>> start DATA IN THIS EXERCISE

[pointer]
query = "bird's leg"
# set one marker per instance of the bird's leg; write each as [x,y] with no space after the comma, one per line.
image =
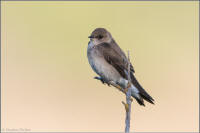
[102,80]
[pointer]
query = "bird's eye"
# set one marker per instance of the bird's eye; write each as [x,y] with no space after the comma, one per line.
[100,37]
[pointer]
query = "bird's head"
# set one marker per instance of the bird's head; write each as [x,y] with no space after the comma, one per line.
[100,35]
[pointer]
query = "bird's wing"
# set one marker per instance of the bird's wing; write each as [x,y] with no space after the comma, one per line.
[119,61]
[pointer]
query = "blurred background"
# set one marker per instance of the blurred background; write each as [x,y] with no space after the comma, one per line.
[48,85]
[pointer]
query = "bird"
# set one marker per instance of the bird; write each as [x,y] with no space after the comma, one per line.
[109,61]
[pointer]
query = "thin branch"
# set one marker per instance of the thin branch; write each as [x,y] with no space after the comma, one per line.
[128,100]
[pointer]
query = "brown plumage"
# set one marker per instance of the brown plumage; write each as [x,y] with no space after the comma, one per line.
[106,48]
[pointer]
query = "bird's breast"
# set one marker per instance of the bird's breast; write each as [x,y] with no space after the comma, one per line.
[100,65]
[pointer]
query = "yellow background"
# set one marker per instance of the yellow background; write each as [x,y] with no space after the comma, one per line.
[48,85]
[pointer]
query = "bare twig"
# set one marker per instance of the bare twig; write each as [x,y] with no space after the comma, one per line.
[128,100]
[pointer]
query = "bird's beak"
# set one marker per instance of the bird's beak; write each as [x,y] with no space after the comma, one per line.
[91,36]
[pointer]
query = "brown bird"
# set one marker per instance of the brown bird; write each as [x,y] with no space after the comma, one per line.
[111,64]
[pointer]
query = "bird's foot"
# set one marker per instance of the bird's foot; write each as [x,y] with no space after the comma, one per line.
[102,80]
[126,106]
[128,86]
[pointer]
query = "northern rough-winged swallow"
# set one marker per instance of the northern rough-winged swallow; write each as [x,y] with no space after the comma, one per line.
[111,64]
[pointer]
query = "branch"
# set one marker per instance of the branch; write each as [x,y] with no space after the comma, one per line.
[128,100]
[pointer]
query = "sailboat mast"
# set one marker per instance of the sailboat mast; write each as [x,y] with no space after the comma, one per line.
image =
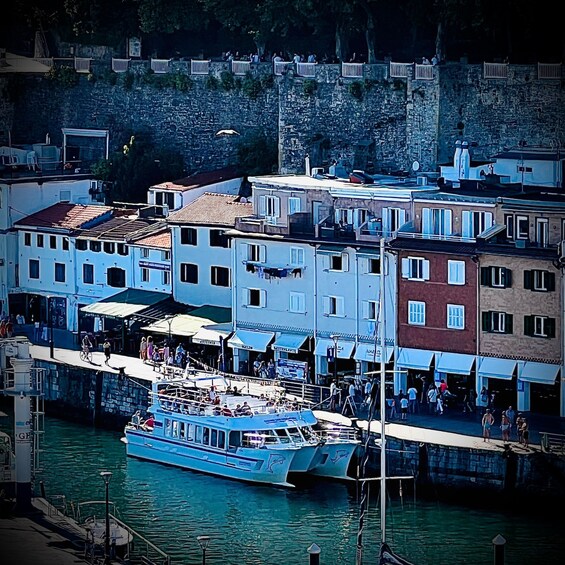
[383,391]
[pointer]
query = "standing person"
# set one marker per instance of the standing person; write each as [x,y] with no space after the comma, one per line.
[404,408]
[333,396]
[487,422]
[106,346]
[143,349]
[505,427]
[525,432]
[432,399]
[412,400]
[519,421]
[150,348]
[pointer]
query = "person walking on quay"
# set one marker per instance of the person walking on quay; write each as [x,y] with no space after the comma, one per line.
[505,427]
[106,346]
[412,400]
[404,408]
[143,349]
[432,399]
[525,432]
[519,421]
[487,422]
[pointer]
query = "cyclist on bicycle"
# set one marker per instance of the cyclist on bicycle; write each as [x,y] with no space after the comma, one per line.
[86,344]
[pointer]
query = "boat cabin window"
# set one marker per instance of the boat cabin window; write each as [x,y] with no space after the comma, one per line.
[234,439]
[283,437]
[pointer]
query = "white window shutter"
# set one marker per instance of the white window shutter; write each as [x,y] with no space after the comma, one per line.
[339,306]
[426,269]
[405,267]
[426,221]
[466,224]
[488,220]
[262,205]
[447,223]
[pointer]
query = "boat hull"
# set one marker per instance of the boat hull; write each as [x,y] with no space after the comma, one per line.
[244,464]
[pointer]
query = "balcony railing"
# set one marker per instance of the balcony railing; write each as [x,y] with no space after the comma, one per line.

>> end DATA IN THIS EXERCISE

● TASK PROMPT: Extract every line of the data exactly; pictures stay out.

● EXERCISE SOLUTION:
[pointer]
query = "bird's leg"
# set one marker per instance of the bird's leg; write each as [x,y] with no space after the comma, one per line.
image =
[102,80]
[pointer]
query = "bird's eye"
# set one marker per instance of the bird's eye; write each as [x,y] with no space after the comma, one per line.
[100,37]
[pointer]
query = "bird's head"
# set one marker per instance of the bird's head; write each as [x,y] with no space after the comma, one per line.
[100,35]
[pointer]
query = "bird's wing"
# set one marker per instance of the bird's wing; write each as [x,y] with no space after the comma, one per line.
[119,61]
[pointer]
query = "blurred background"
# set one marker per instance of the blurred background; write each as [x,y] with no space after the comma, one per line.
[48,85]
[pointer]
query = "bird"
# set one marker per instance of the bird; write each as [x,y] with no space after the comma, one per line.
[109,61]
[pointer]
query = "thin branch"
# set one marker per instance of the thin branch; write each as [x,y] with no space after the comma, one per line.
[128,100]
[pointer]
query = "brown plumage"
# set one marker per instance of the brown plumage; write each as [x,y] with no space after the comma, one per line.
[106,48]
[pointer]
query = "bird's breast"
# set one marker per instance of the bird's breast; write each as [x,y] with no space after the comma, one per line.
[100,65]
[pointer]
query = "yellow background"
# set one marker per instance of the yellow background; write each as [x,y] with no space after the comma, one per line.
[48,85]
[pointer]
query = "bare twig"
# set one marker per instance of the bare twig; write each as [x,y] with no space after the comma, one per line.
[128,100]
[pointer]
query = "bird's beak"
# set one marker per instance of the bird's beak; write each as [x,y] with no space after the comma, one per line.
[91,36]
[pointer]
query = "brown bird"
# set one marker per instance of the brown bird; write each as [x,y] with no space after the comma, one per line.
[111,64]
[pointer]
query = "bird's foot"
# set one marker per instance of the bird's foot; write each as [x,y] with no space after the comma, one per line.
[102,80]
[126,106]
[128,86]
[pointer]
query = "northern rough-winged swallow"
# set one marker per instance of the northern rough-winged swallow; write each as [x,y] with no space after the comma, one per line.
[111,64]
[pointer]
query = "branch"
# set one marker per instance of the branch; write each as [x,y] with no space after the comma, one per line.
[128,100]
[pointer]
query = "sailboat mast"
# set one marker per instance of the sailboat mast; write each as [x,y] with no space after the comma, one per line.
image =
[383,391]
[pointer]
query = "standing person"
# set one marker per instance of the standing person; write each as [x,y] with no space after the comma, one per line.
[404,408]
[333,396]
[487,422]
[106,346]
[143,349]
[505,427]
[525,432]
[432,399]
[412,400]
[519,421]
[150,348]
[pointer]
query = "person walking on quay"
# set one marker per instance of the person walking on quay; write each as [x,y] with no space after the comma, one per line.
[505,427]
[106,346]
[412,400]
[404,408]
[143,349]
[432,399]
[525,432]
[519,421]
[487,422]
[pointer]
query = "cyclist on bicycle"
# set one marker per instance of the cyclist on bicycle; write each as [x,y] with no space after the comma, one per line.
[86,344]
[pointer]
query = "boat cabin window"
# set one marker per instance of the boat cabin window; write each as [x,y] with no space after the comma, one per line.
[234,439]
[283,437]
[pointer]
query = "white window shutter"
# set one marker per instance of the white window shutter; write each as [x,y] with no space after the comma, one per line.
[339,306]
[426,269]
[405,267]
[426,221]
[466,224]
[488,220]
[262,205]
[447,223]
[pointer]
query = "boat hull"
# set one marker per instance of the boat hull; write each as [x,y] with no space after the comma, one per line.
[244,464]
[pointer]
query = "balcony railing"
# set one marker per instance of the balcony railing; write each as [x,y] with no space after the comma, one per line.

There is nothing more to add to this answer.